**Selection:**
ELECTION-RELATED spending may boost the Philippine economy’s growth momentum this year, with media, advertising and services sectors seen benefiting the most, according to economists.
“In previous elections, election-related spending would spur the economy and an estimate of about 0.5% to 1% is usually added onto annual economic growth,” UnionBank of the Philippines, Inc. Chief Economist Ruben Carlo O. Asuncion said in an e-mail. “I suspect the impact may be the same on an annual basis.”
Economic managers expect gross domestic product (GDP) to expand by 7-9% this year, after growing by 5.7% in 2021.
The gradual reopening of the economy, plus election-related spending, is expected to boost household consumption this year. However, higher oil and commodity prices may dampen consumers’ willingness to spend.
Mr. Asuncion said businesses involved in printing campaign materials and advertising usually benefit from election spending.
“Accommodation and transport sectors also get a fair share of election-related revenues,” he added.
Ateneo de Manila University Economics Professor Leonardo A. Lanzona said in a Viber message that there would be short-term gains in GDP for the services sector.
“However, towards the end of the year, this will eventually lead to inflation. Nevertheless, these outcomes may not be as the previous years since the government seems to have taken a neutral stance. We will have a better sense of the government’s activities later this week,” he said.

Pointing dataset records
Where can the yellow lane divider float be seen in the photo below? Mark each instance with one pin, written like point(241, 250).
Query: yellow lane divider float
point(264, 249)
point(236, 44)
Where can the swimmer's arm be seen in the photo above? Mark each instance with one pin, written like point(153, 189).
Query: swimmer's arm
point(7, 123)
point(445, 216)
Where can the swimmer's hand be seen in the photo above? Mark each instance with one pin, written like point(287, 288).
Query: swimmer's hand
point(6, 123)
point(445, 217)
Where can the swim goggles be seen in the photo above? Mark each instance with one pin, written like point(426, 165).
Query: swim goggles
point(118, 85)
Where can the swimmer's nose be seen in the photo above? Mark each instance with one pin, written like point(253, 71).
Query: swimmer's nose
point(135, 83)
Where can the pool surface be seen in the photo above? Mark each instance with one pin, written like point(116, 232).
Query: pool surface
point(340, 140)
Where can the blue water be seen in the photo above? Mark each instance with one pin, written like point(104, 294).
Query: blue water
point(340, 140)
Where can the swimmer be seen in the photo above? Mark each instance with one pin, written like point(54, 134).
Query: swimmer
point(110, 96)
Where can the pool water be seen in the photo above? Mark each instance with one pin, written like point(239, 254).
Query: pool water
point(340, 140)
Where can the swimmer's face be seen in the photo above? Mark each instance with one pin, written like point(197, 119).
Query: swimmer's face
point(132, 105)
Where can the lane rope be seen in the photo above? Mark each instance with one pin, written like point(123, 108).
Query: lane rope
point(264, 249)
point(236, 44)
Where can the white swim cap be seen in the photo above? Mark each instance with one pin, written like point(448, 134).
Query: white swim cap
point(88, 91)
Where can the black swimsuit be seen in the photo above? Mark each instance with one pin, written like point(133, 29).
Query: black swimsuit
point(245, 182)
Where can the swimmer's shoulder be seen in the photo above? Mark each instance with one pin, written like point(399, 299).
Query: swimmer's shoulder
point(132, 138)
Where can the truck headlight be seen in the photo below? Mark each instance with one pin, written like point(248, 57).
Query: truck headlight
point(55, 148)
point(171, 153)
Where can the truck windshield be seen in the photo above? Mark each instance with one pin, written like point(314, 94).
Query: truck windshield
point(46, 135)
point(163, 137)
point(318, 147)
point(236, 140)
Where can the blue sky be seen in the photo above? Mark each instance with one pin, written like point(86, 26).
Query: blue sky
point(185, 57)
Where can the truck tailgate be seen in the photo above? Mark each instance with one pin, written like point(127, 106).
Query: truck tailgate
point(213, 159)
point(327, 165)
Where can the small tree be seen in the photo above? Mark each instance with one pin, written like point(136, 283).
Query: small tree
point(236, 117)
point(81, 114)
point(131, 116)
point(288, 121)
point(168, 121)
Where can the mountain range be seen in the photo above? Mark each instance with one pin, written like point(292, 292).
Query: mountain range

**Work to do:**
a: Quote the article on election spending above word for word, everything from "The gradual reopening" down to "from election spending.".
b: Write what comes next in the article about election-related spending and the Philippine economy, picking up after its final sentence.

**Answers to the exercise:**
a:
The gradual reopening of the economy, plus election-related spending, is expected to boost household consumption this year. However, higher oil and commodity prices may dampen consumers’ willingness to spend.
Mr. Asuncion said businesses involved in printing campaign materials and advertising usually benefit from election spending.

b:
Ateneo de Manila University professor and former Socioeconomic Planning Secretary Cielito F. Habito on Thursday said elections in the past contributed about one percentage point to growth, although this could be less now.
“This time, in the sense, a lot of it going into expenses in both mainstream and social media and perhaps a large part of it in social media,” Mr. Habito said at the virtual Security Bank Corp. economic forum on Thursday.
The campaign period for the national elective posts started on Feb. 8, while those for local elective posts began on March 25. The campaign period ends on May 7, with the elections scheduled for May 9.
However, the Development Budget Coordination Committee (DBCC) in a report last December said the state spending ban before the elections may disrupt government infrastructure projects and delay reforms.
“The implementation of the government’s infrastructure projects may be disrupted, as public works and the release of public funds during the election period are prohibited under the Omnibus Election Code of the Philippines,” it said.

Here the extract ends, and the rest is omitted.